TEXTE DE LECTURE
§ §

Après avoir évalué les besoins de Mme Goméz, Cáritas Colombiana a commencé à lui fournir des kits d’hygiène, un soutien psychosocial, des références pour le suivi médical et des subventions pour le transport afin qu’elle puisse se rendre à ses rendez-vous. Cáritas Colombiana l’a également aidée à obtenir un permis de protection temporaire afin qu’elle puisse accéder aux services de santé du gouvernement colombien. Ils lui ont également donné la possibilité d’avoir une échographie, autrement inabordable, et ils ont déménagé sa famille de la maison située au sommet d’une colline, où elle avait du mal à se rendre à pied alors qu’elle était enceinte, vers une maison plus accessible.

Au moment de ce rapport, la date d’accouchement approchait et Mme Goméz avait reçu tous ses vaccins et était en bonne santé. « J’ai beaucoup demandé à Dieu pour mon bébé », a-t-elle déclaré, « et il vous a mis sur mon chemin pour nous aider ! Je vous suis très reconnaissante de votre soutien. »

§ §

LISTE DES DONNÉES

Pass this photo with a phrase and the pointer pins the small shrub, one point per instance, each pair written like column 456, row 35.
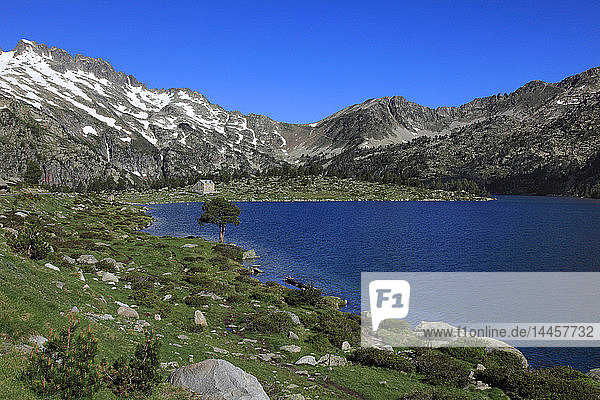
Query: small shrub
column 441, row 369
column 104, row 265
column 373, row 357
column 198, row 269
column 138, row 374
column 309, row 296
column 229, row 251
column 66, row 367
column 201, row 280
column 273, row 322
column 30, row 241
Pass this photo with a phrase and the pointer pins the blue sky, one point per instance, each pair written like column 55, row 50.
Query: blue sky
column 301, row 61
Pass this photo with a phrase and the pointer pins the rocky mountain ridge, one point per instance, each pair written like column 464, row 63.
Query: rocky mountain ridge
column 81, row 119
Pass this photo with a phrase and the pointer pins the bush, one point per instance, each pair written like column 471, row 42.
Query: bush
column 31, row 241
column 66, row 367
column 434, row 394
column 229, row 251
column 556, row 383
column 441, row 369
column 137, row 375
column 309, row 296
column 473, row 355
column 273, row 322
column 373, row 357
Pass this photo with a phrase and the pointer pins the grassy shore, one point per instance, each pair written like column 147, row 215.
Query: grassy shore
column 166, row 277
column 300, row 189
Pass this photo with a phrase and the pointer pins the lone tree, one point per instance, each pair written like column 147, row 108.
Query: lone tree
column 220, row 212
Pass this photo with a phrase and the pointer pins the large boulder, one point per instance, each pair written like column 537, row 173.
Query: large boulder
column 218, row 380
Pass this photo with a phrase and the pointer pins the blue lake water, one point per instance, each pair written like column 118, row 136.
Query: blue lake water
column 331, row 243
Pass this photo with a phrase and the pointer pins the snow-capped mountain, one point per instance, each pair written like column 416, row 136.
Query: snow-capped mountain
column 147, row 132
column 81, row 119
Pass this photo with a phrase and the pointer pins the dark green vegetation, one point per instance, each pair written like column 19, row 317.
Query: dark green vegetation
column 218, row 211
column 248, row 321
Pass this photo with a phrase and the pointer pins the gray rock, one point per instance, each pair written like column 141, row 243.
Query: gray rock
column 218, row 380
column 331, row 360
column 310, row 360
column 109, row 277
column 128, row 312
column 199, row 318
column 87, row 259
column 38, row 341
column 69, row 260
column 292, row 348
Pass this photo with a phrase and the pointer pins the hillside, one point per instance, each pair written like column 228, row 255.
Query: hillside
column 82, row 120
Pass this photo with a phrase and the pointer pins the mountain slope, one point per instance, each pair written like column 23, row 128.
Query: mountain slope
column 544, row 139
column 81, row 119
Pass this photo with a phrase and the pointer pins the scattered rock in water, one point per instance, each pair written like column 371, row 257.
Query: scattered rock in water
column 199, row 318
column 54, row 267
column 87, row 259
column 310, row 360
column 69, row 260
column 38, row 341
column 109, row 277
column 594, row 374
column 218, row 380
column 249, row 255
column 292, row 348
column 128, row 312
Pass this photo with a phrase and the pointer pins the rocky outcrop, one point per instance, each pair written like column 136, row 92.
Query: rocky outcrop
column 215, row 379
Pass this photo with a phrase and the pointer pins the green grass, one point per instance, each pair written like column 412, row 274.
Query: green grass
column 299, row 189
column 30, row 303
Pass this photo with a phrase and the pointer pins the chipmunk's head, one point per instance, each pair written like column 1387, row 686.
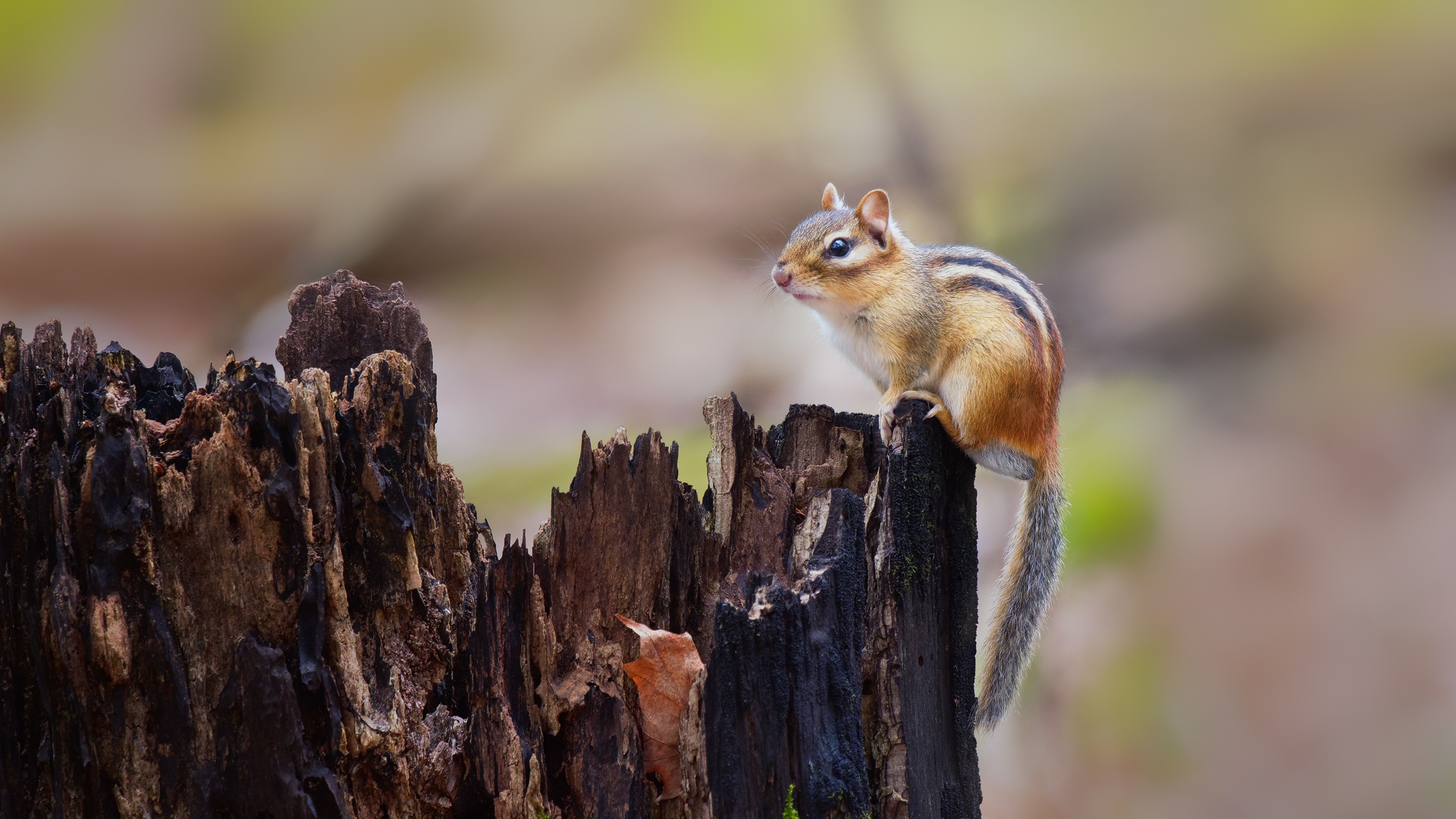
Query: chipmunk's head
column 842, row 259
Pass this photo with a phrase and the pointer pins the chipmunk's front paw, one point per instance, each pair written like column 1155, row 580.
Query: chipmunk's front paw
column 937, row 402
column 887, row 421
column 938, row 410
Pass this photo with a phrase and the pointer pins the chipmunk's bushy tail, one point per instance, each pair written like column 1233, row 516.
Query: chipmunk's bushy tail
column 1027, row 585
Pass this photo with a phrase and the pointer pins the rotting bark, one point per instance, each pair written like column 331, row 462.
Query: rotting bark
column 267, row 597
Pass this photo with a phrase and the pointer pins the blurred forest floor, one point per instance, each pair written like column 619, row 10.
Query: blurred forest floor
column 1244, row 216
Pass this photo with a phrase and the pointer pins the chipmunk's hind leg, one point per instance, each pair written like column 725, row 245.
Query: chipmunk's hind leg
column 1006, row 460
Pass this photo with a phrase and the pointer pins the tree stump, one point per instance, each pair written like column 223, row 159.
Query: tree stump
column 266, row 597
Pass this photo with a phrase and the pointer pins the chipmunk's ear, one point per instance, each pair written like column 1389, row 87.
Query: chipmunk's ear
column 832, row 200
column 874, row 214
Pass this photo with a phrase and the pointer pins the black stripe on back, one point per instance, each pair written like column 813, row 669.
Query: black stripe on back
column 971, row 281
column 1010, row 272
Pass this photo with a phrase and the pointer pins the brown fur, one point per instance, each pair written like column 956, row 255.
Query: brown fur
column 965, row 329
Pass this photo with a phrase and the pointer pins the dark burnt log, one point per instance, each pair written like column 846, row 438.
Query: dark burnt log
column 268, row 595
column 921, row 650
column 784, row 690
column 226, row 601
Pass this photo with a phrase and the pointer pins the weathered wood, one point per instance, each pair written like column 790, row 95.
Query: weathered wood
column 268, row 597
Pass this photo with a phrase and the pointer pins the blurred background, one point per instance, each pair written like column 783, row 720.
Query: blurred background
column 1244, row 214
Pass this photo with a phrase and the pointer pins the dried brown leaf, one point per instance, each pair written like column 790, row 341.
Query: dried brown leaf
column 663, row 674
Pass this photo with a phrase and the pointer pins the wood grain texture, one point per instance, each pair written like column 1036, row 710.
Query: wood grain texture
column 267, row 597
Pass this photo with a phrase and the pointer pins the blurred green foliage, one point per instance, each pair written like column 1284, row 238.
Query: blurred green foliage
column 1109, row 438
column 1122, row 717
column 40, row 37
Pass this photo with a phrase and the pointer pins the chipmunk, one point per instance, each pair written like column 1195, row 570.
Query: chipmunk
column 965, row 330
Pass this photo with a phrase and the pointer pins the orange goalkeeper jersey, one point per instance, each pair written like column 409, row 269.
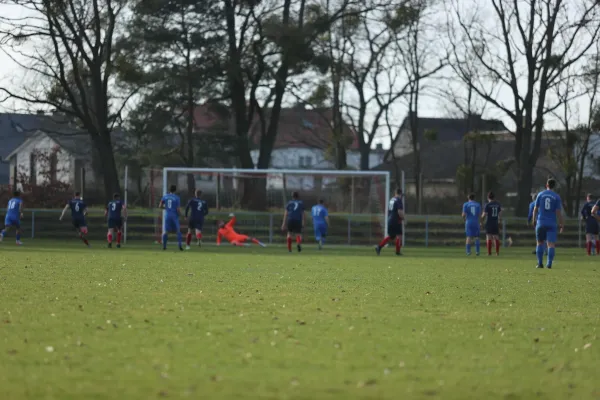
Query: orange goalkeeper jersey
column 227, row 232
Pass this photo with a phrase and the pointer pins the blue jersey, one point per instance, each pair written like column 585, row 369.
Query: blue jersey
column 114, row 209
column 547, row 203
column 530, row 215
column 13, row 209
column 319, row 212
column 394, row 206
column 295, row 209
column 586, row 211
column 171, row 202
column 77, row 207
column 472, row 210
column 492, row 212
column 198, row 207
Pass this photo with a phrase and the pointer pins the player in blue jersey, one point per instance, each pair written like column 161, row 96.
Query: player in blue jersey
column 78, row 213
column 116, row 213
column 14, row 213
column 199, row 209
column 591, row 227
column 320, row 222
column 293, row 221
column 492, row 213
column 394, row 223
column 471, row 214
column 171, row 204
column 549, row 222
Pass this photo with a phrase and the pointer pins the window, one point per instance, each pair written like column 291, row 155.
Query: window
column 305, row 161
column 53, row 167
column 32, row 169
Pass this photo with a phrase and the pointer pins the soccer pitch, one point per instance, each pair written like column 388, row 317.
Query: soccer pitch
column 231, row 323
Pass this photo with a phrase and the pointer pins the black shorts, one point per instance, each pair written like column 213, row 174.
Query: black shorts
column 195, row 224
column 294, row 226
column 394, row 229
column 492, row 229
column 591, row 227
column 115, row 223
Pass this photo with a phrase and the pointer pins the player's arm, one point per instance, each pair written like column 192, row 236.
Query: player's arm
column 64, row 211
column 284, row 219
column 232, row 221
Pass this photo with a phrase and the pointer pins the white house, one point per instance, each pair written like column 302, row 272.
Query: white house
column 49, row 157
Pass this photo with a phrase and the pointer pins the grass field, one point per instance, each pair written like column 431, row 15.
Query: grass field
column 231, row 323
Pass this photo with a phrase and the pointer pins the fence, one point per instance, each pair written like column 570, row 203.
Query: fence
column 345, row 229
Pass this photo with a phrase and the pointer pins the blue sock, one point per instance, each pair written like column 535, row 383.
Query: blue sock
column 551, row 251
column 539, row 252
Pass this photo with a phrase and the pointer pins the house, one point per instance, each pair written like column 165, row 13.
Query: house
column 47, row 156
column 14, row 130
column 438, row 130
column 304, row 141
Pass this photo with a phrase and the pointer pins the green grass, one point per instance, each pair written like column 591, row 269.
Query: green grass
column 231, row 323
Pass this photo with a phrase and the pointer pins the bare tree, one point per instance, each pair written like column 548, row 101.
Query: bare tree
column 68, row 46
column 419, row 59
column 524, row 47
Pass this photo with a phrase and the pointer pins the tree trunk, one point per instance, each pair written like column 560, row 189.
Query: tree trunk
column 108, row 165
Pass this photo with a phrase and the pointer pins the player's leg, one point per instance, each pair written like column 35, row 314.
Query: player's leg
column 588, row 243
column 119, row 232
column 188, row 237
column 540, row 236
column 551, row 236
column 109, row 235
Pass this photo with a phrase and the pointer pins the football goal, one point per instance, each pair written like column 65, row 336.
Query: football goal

§ §

EXERCICE
Poursuivez, s'il vous plaît, le texte sur l'aide de Cáritas Colombiana à Mme Goméz après sa dernière phrase. Les entrées n'ont aucun lien avec le texte.

RÉSULTAT
Luisa Leonor, 50 ans, n’avait jamais imaginé devoir vendre des sacs à main dans la rue, mais c’était un travail honnête qu’elle était heureuse de faire à son arrivée à Palmira, en Colombie, il y a deux ans. Mais un accident de moto l’a laissée trop abîmée pour affronter les privations auxquelles sont confrontés la plupart des migrants. En 2022, alors que ses blessures commençaient à guérir, un autre problème est apparu : son abdomen s’est mis à gonfler de manière inexplicable.

C’est à ce moment-là que Mme Leonor a contacté Cáritas Colombiana. L’équipe a rapidement évalué ses besoins et a commencé à lui apporter un soutien psychologique. Une équipe sociojuridique l’a aidée à se régulariser, à s’inscrire à l’assurance maladie et à demander un permis de protection temporaire. Des allocations en espèces l’ont aidée à patienter jusqu’à ce que les prestations soient versées. Entre-temps, elle a été orientée vers une organisation caritative médicale qui a posé un sombre diagnostic : l’enflure abdominale était probablement une tumeur cancéreuse.

Après avoir obtenu la couverture médicale de l’État, Cáritas Colombiana est restée avec Mme Leonor et a subventionné ses déplacements pour se rendre à ses rendez-vous en oncologie. Ils l’ont accompagnée dans l’attente angoissante des résultats de la biopsie après l’opération et dans la célébration de sa guérison du cancer, que Mme Leonor a qualifiée de « grand miracle ». Elle a ajouté : « Que Dieu continue à vous bénir, afin que vous puissiez continuer à aider les personnes venant du Venezuela ».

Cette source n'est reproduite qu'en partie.